— start —
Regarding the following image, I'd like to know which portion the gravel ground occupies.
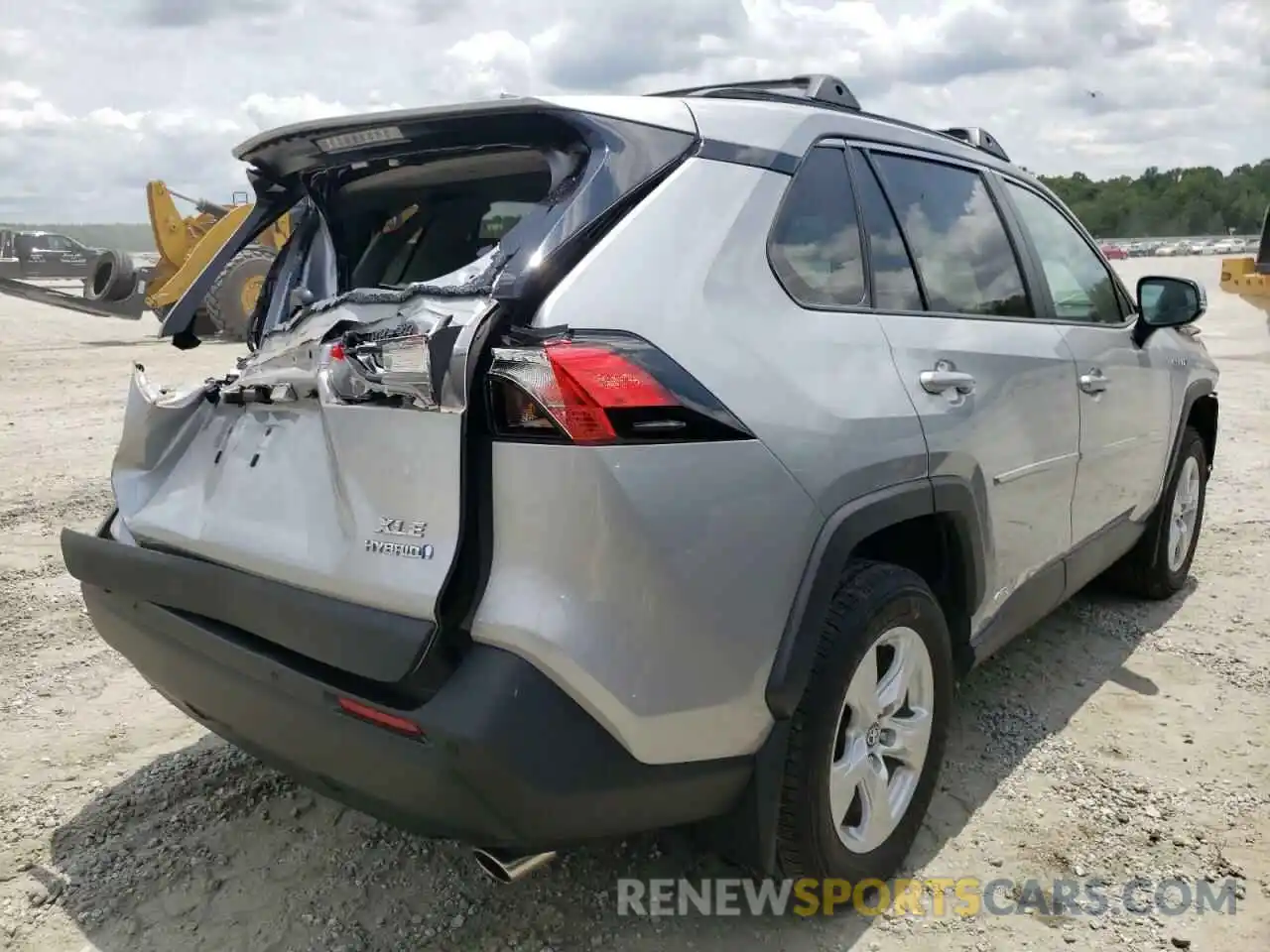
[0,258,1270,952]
— end —
— start —
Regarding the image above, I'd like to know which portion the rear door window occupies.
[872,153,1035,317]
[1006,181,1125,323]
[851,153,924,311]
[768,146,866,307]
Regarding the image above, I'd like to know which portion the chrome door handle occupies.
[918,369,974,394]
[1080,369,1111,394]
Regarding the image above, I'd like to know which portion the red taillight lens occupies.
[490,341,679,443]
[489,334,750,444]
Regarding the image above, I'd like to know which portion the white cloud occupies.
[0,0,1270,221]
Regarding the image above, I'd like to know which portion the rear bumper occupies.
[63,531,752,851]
— end —
— start —
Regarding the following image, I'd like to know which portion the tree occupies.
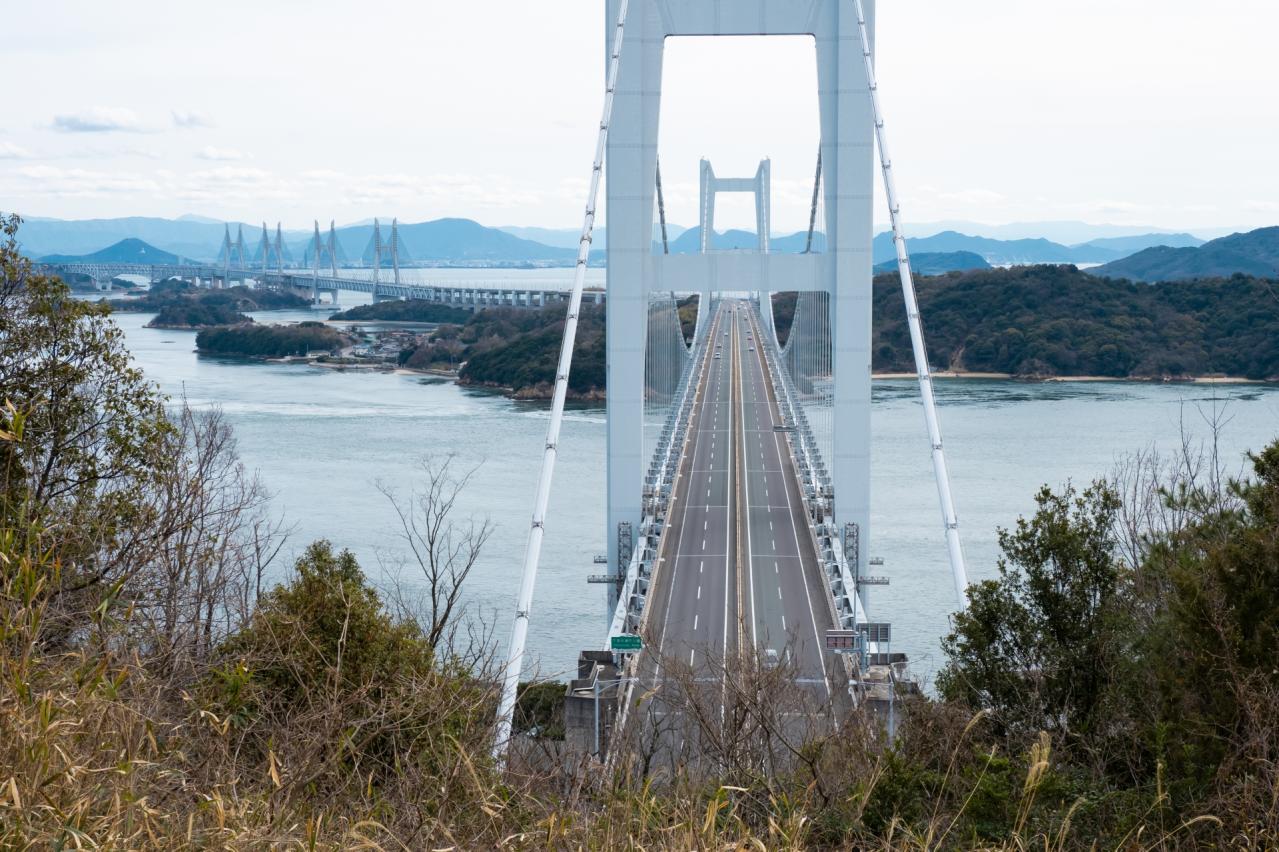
— end —
Instructions to follow ▸
Count the lines in the records that contain the string "above", treating uppercase and lowercase as different. Reply with the number only.

The result ▸
5